> [Information shown]

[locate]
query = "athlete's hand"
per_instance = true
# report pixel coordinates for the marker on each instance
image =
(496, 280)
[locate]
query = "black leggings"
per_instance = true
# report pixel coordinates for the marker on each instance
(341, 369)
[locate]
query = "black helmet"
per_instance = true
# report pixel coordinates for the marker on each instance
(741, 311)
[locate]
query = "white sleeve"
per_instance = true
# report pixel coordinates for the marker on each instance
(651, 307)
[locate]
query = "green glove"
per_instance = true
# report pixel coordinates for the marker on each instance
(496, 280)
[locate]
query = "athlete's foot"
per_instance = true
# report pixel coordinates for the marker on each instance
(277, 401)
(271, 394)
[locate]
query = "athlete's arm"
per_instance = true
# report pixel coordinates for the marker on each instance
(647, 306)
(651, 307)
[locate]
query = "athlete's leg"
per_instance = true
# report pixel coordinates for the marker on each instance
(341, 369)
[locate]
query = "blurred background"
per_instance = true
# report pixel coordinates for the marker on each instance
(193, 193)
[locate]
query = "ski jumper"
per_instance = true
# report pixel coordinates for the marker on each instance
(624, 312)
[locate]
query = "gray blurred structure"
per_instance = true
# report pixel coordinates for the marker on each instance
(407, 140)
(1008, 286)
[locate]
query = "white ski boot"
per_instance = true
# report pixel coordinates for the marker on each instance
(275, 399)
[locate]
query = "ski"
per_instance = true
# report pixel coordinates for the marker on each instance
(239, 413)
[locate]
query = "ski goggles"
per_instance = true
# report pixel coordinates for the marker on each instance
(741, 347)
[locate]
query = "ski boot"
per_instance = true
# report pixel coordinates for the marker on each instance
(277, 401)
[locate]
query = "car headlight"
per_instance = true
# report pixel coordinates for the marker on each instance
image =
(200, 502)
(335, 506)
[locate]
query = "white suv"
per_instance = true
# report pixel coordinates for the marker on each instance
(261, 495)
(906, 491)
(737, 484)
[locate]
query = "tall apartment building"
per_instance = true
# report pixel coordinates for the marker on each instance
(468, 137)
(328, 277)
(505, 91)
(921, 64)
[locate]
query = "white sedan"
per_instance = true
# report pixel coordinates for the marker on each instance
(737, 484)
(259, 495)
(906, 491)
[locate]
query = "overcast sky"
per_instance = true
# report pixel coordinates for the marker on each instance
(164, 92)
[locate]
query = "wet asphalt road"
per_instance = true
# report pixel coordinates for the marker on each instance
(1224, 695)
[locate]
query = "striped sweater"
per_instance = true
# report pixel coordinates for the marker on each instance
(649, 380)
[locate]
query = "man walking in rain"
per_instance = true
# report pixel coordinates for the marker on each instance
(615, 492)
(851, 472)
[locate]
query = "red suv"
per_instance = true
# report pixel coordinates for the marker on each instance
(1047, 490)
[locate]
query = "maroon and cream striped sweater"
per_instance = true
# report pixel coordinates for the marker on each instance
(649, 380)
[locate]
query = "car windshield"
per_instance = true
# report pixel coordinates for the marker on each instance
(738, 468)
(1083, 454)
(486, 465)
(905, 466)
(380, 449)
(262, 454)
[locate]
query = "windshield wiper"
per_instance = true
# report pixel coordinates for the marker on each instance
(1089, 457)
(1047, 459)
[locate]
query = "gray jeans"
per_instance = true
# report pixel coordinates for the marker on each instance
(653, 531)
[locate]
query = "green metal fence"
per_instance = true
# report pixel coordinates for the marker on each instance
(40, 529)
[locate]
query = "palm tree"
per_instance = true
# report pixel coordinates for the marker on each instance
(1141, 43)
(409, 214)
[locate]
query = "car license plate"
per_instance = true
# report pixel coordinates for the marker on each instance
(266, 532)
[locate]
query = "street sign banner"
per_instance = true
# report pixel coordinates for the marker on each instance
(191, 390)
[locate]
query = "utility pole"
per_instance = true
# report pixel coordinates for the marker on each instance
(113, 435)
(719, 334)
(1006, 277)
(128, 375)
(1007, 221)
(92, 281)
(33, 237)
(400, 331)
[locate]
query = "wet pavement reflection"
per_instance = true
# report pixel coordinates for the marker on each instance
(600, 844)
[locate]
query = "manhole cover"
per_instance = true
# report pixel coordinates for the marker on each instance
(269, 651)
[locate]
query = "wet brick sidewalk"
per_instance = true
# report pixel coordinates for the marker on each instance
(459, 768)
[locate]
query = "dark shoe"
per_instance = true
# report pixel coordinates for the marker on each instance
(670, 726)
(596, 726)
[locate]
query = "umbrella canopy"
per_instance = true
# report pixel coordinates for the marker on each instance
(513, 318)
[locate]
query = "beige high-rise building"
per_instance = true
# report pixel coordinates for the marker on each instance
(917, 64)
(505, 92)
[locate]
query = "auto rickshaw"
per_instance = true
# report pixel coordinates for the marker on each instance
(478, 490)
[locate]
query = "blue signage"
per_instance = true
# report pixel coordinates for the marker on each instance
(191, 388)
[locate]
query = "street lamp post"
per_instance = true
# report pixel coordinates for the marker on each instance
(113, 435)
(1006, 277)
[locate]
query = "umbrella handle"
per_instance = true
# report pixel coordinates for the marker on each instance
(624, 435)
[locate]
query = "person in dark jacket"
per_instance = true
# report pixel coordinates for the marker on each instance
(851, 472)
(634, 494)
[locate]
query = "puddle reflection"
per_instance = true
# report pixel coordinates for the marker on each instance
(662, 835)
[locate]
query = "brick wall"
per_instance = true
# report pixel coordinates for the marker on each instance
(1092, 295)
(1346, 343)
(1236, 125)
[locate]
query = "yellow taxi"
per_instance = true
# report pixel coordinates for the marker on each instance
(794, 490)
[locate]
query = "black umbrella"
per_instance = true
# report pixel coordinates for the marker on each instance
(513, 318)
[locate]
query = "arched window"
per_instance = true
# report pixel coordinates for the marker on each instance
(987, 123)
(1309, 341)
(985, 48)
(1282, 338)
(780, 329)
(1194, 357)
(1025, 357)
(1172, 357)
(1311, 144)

> [Task details] Copy the records above. Keep every word as it is.

> [Result]
[locate]
query = "athlete's hand"
per_instance = true
# report pixel coordinates for the marker on each instance
image =
(496, 280)
[locate]
query = "black leggings"
per_instance = true
# report pixel coordinates for the marker on each instance
(341, 369)
[locate]
query = "black helmet"
per_instance = true
# report pixel coordinates for the marker on each instance
(741, 311)
[locate]
query = "white sleeve"
per_instance = true
# report pixel coordinates for the marker on each instance
(651, 307)
[locate]
query = "green glove"
per_instance = true
# report pixel coordinates for the marker on each instance
(496, 280)
[locate]
query = "athlete's foot"
per_instance = true
# report pixel coordinates for the marker on each instance
(277, 401)
(271, 394)
[locate]
query = "athlete's arm"
per_instance = true
# report pixel coordinates for the marker on each instance
(647, 306)
(651, 307)
[locate]
query = "athlete's leg"
per_instance = true
# report pixel coordinates for the marker on each instance
(341, 369)
[locate]
query = "blurred background"
per_instance = true
# report pixel coordinates for the marker on each instance
(193, 193)
[locate]
query = "ski jumper"
per_instance = true
# report pixel coordinates for the marker on each instance
(624, 312)
[locate]
query = "gray blurred structure"
per_instance = true
# report pixel coordinates for the marker on each instance
(407, 140)
(1008, 286)
[locate]
query = "white ski boot"
per_instance = true
# report pixel coordinates for the marker on each instance
(275, 399)
[locate]
query = "ski"
per_instance = true
# report pixel coordinates for the marker on each instance
(239, 413)
[locate]
query = "ski goggles"
per_instance = true
# report pixel coordinates for the marker on each instance
(741, 347)
[locate]
query = "ski boot"
per_instance = true
# report pixel coordinates for the marker on each instance
(277, 401)
[locate]
query = "car headlight"
per_instance = true
# report pixel coordinates for the marker on each instance
image =
(200, 502)
(335, 506)
[locate]
query = "white suv"
per_instance = true
# report pixel coordinates for the marker on each instance
(261, 495)
(906, 491)
(737, 484)
[locate]
query = "tall apartment building"
per_instance = true
# report pixel coordinates for the marker on each instance
(468, 137)
(328, 277)
(505, 91)
(921, 64)
[locate]
query = "white sedan"
per_instance = true
# report pixel coordinates for the marker on each instance
(737, 484)
(259, 495)
(906, 491)
[locate]
query = "overcast sky"
per_instance = true
# report pixel coordinates for the marker on each instance
(164, 92)
[locate]
query = "wet asphalt road"
per_instance = true
# report pixel coordinates for the marker on each instance
(1224, 695)
[locate]
query = "striped sweater"
per_instance = true
# report pixel coordinates for the marker on each instance
(649, 380)
[locate]
query = "man walking in rain"
per_instance = true
# report pixel coordinates for the marker on each instance
(615, 492)
(851, 472)
[locate]
query = "red suv"
per_instance = true
# report pixel coordinates for the marker on each instance
(1047, 490)
[locate]
query = "maroon and cream striped sweater"
per_instance = true
# report pixel coordinates for the marker on each instance
(649, 380)
[locate]
query = "car windshield"
per_instance = true
# report pixel coordinates for the marker on each instance
(738, 468)
(1083, 454)
(486, 465)
(905, 466)
(380, 449)
(262, 454)
[locate]
query = "windshield wiper"
per_instance = true
# report pixel coordinates for the marker on each instance
(1089, 457)
(1047, 459)
[locate]
query = "gray jeans"
per_instance = true
# report pixel coordinates for the marker on each instance
(653, 531)
[locate]
query = "green metal fence"
per_instance = true
# report pixel coordinates for the marker on each instance
(40, 529)
[locate]
query = "palm tree"
per_instance = true
# report pixel coordinates for the marker on each instance
(1141, 43)
(409, 214)
[locate]
query = "car license plate"
per_instance = true
# report pixel coordinates for the marker on each instance
(266, 532)
[locate]
query = "street sign banner"
per_instance = true
# report pixel coordinates for the marker on each instance
(191, 390)
[locate]
query = "utility pole"
per_instance = true
# report pixel coordinates for the marker on each instance
(113, 435)
(719, 334)
(1006, 277)
(128, 375)
(1007, 221)
(92, 281)
(33, 237)
(400, 331)
[locate]
query = "wet pavement reflection"
per_instance = true
# report pixel coordinates for the marker on each instance
(600, 844)
[locate]
query = "manhole cover"
per_instance = true
# report pixel coordinates for the marker on each instance
(269, 651)
[locate]
query = "wet brick sidewalk"
per_instance = true
# report pixel coordinates for the marker on each instance
(459, 768)
[locate]
query = "dark shoe"
per_instance = true
# report pixel coordinates for the marker on each instance
(670, 726)
(596, 726)
[locate]
query = "umbrella canopy"
per_instance = true
# report pixel coordinates for the marker on each instance
(513, 318)
[locate]
query = "beige high-rise building"
per_instance = true
# report pixel coordinates for the marker on each instance
(917, 64)
(505, 92)
[locate]
query = "auto rickshaw"
per_instance = true
# report pixel coordinates for the marker on each instance
(478, 490)
[locate]
query = "blue signage"
per_instance = true
# report pixel coordinates for the marker on each instance
(191, 388)
[locate]
query = "street lamp post"
per_instance = true
# report pixel coordinates for the marker on each instance
(113, 435)
(1006, 277)
[locate]
query = "umbrella handle"
per_instance = true
# report pixel coordinates for the marker on each instance
(624, 435)
[locate]
query = "person in dark jacket"
per_instance = true
# report pixel coordinates for the marker on each instance
(851, 472)
(634, 494)
[locate]
query = "puddle reflection"
per_instance = true
# report pixel coordinates for the marker on each instance
(662, 835)
[locate]
query = "brick wall"
per_instance = true
# report pixel coordinates for the marker on each instance
(1092, 295)
(1346, 343)
(1236, 125)
[locate]
query = "yellow taxi"
per_instance = true
# report pixel coordinates for the marker on each instance
(794, 490)
[locate]
query = "black umbrella"
per_instance = true
# report pixel coordinates for the marker on each instance
(513, 318)
[locate]
query = "arched window"
per_instance = true
# report pixel coordinates for the marker on each instance
(987, 123)
(1309, 341)
(985, 48)
(1282, 338)
(780, 329)
(1194, 357)
(1025, 357)
(1172, 357)
(1311, 144)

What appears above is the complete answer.